Required work - Extract the lines starting with the one that contains "The component shall return one point per instance of the large" and continuing through the last line, copying each one character for character.

Information supplied -
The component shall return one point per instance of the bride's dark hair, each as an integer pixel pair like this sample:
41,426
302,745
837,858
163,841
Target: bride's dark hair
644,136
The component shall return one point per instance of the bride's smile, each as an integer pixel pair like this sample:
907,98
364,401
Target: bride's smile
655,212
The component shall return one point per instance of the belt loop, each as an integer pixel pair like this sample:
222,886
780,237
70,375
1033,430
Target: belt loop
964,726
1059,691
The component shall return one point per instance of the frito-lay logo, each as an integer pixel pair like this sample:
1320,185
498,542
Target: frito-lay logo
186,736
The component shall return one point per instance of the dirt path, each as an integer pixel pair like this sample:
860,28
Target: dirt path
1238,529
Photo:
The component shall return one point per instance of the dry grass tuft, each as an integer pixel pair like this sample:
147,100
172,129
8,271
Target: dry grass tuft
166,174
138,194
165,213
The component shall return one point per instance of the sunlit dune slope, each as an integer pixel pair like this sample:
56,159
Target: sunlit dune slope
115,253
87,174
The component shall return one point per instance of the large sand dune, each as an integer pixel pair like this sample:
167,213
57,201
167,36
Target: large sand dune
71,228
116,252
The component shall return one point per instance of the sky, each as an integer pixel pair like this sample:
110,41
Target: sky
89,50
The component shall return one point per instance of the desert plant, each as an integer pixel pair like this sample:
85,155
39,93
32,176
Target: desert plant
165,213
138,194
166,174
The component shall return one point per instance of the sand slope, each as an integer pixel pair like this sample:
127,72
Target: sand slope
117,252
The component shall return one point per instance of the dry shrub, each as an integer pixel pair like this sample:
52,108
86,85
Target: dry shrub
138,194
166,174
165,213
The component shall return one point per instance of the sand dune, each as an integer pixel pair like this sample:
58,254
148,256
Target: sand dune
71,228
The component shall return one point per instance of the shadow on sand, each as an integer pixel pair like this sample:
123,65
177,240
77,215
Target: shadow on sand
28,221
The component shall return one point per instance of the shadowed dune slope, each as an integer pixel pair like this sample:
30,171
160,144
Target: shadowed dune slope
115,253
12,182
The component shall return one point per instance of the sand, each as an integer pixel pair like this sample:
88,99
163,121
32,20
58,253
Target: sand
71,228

Task answer -
The component shall return one point per instance of the large sand dune, each as an integer pixel pair like this sample:
167,213
57,201
167,36
Target: large sand dune
71,228
116,252
The component shall return one point per instance of the sky, each as an integer pixel pair like this sample:
110,41
Target: sky
89,50
The component shall return one point per instance of the desert plant, each as an integer pixel pair like this sample:
85,155
39,93
32,176
Target: desert plant
165,213
138,194
166,174
The component shall return one point per instance of the sand slope, each as an integer pixel pair like this sample:
127,72
Target: sand slope
117,252
The component shall return one point per instance of the dry shrub, each as an integer pixel pair like this sample:
52,108
86,85
Target: dry shrub
138,194
166,174
165,213
The component shall return one point per instance of the sand dune, each as an integer pixel pair like this sample:
58,254
148,256
Target: sand dune
71,228
The component shall return one point per instance of the shadow on sand, each as an integer pixel pair like this sample:
123,65
177,240
77,215
Target: shadow on sand
28,221
The component shall return one point per instance of the shadowed dune slope, each as an integer pixel pair like this sample:
30,171
160,144
Target: shadowed dune slope
115,253
12,182
The component shall return one point per instance of the sand, each as an integer pixel pair like this sample:
88,99
163,121
32,20
58,253
Target: sand
71,228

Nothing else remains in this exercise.